- AUSGANGSDOKUMENT -
Rätsel um hunderte gestohlene Manuskripte von Star-Autoren offenbar gelöst
Sherlock Holmes wäre begeistert gewesen: Das Rätsel um hunderte gestohlene, unveröffentlichte Manuskripte namhafter Autoren steht offenbar vor seiner Lösung.
Das Wichtigste in Kürze
- 29-jähriger Italiener soll hinter jahrelangem Literatur-Betrug stehen .
Das FBI nahm in dem Kriminalfall in dieser Woche in New York den 29-jährigen italienischen Angestellten des Grossverlags Simon & Schuster, Filippo Bernardini, fest. Ihm wird vorgeworfen, sich per E-Mail als Literaturagent und Verleger ausgegeben zu haben, um unveröffentlichte Werke von Schriftstellern zu stehlen.
Der mutmassliche Betrug war in Literaturkreisen bereits seit etwa fünf Jahren bekannt. Zu den Zielen des Verdächtigen sollen Margaret Atwood, Ian McEwan und Sally Rooney gehören.
Bernardini wurde bereits am Donnerstag vor einem Gericht in Manhattan angeklagt, nachdem er am Vortag von FBI-Agenten am Flughafen festgenommen worden war. Er soll zwischen 2016 und 2021 Identitätsdiebstahl und Betrug unter Einsatz von Telekommunikationsmitteln begangen haben - Verbrechen, die mit 22 Jahren Gefängnis bestraft werden können.
«Filippo Bernardini soll sich als eine Person aus der Verlagsbranche ausgegeben haben, um Autoren, darunter einen Pulitzer-Preisträger, dazu zu bringen, ihm Manuskripte für eine Vorveröffentlichung zu seinem eigenen Vorteil zu schicken», sagte US-Staatsanwalt Damian Williams. Bernardini plädierte demnach auf «nicht schuldig» und wurde unter «Hausarrest» mit einer Kaution von 300.000 Dollar entlassen, sagte ein Gerichtssprecher.
Bernardini arbeitete in London für Simon & Schuster. Der Verlag erklärte, er sei «schockiert und entsetzt, von den Anschuldigungen zu erfahren». Der Mitarbeiter sei suspendiert worden bis weitere Informationen zu dem Fall vorliegen.

- EXTRAHIERTE INFORMATIONEN -

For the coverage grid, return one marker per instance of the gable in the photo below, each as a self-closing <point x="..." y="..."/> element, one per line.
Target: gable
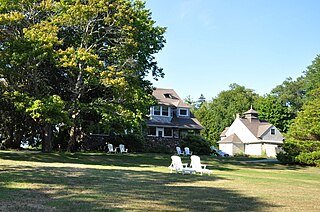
<point x="241" y="130"/>
<point x="169" y="97"/>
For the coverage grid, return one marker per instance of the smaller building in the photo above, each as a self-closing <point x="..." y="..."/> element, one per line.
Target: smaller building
<point x="251" y="136"/>
<point x="171" y="117"/>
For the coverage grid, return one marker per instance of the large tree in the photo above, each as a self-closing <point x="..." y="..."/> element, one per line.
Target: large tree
<point x="88" y="58"/>
<point x="275" y="111"/>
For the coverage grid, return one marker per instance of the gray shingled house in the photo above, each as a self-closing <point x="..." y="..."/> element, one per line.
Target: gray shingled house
<point x="171" y="117"/>
<point x="251" y="136"/>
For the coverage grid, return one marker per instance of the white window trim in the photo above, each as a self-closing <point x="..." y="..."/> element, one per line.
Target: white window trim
<point x="272" y="129"/>
<point x="184" y="109"/>
<point x="169" y="111"/>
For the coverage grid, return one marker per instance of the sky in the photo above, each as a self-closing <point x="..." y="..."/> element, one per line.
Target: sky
<point x="211" y="44"/>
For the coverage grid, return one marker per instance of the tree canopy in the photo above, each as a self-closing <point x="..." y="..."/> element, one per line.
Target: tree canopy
<point x="77" y="65"/>
<point x="221" y="111"/>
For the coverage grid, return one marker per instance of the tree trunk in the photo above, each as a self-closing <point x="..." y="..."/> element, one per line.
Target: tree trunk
<point x="47" y="138"/>
<point x="72" y="139"/>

- FRAGEN ZUM MATERIAL -
1) Geben Sie aus dem Artikel über die gestohlenen Manuskripte den Abschnitt von „Das Wichtigste in“ bis „Sally Rooney gehören.“ wortgetreu wieder.
2) Gegen welche Kaution wurde Filippo Bernardini laut dem Artikel über die gestohlenen Manuskripte entlassen?

- LÖSUNGEN ZUR ÜBUNG -
1)
Das Wichtigste in Kürze
- 29-jähriger Italiener soll hinter jahrelangem Literatur-Betrug stehen .
Das FBI nahm in dem Kriminalfall in dieser Woche in New York den 29-jährigen italienischen Angestellten des Grossverlags Simon & Schuster, Filippo Bernardini, fest. Ihm wird vorgeworfen, sich per E-Mail als Literaturagent und Verleger ausgegeben zu haben, um unveröffentlichte Werke von Schriftstellern zu stehlen.
Der mutmassliche Betrug war in Literaturkreisen bereits seit etwa fünf Jahren bekannt. Zu den Zielen des Verdächtigen sollen Margaret Atwood, Ian McEwan und Sally Rooney gehören.

2) Gegen eine Kaution von 300.000 Dollar.